* [Exercise description]:
Count how many lines below include the string "snow", and give that number without anything else.

*** Begin section ***

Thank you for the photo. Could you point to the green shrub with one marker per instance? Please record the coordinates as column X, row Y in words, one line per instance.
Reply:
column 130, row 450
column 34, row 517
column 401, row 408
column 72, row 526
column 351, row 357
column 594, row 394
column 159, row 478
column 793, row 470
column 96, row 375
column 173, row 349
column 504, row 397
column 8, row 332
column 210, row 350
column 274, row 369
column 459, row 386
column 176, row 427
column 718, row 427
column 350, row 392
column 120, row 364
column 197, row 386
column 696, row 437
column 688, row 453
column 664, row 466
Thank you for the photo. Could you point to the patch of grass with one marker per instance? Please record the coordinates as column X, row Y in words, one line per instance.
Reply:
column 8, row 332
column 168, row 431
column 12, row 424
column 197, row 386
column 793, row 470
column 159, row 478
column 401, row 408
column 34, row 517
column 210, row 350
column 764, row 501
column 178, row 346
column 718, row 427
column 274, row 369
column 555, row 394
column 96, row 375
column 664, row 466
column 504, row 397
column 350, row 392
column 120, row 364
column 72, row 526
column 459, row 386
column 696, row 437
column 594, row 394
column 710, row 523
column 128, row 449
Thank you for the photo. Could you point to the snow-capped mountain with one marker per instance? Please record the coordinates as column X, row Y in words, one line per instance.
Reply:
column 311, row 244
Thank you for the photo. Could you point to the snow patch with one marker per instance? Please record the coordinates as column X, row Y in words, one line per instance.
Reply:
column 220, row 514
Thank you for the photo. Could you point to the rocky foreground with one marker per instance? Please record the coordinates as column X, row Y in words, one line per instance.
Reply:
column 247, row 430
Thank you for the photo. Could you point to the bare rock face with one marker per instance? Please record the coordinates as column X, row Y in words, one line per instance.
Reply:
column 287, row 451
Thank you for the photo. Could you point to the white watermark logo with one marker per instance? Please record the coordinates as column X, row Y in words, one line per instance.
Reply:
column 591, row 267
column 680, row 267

*** End section ***

* [Solution]:
2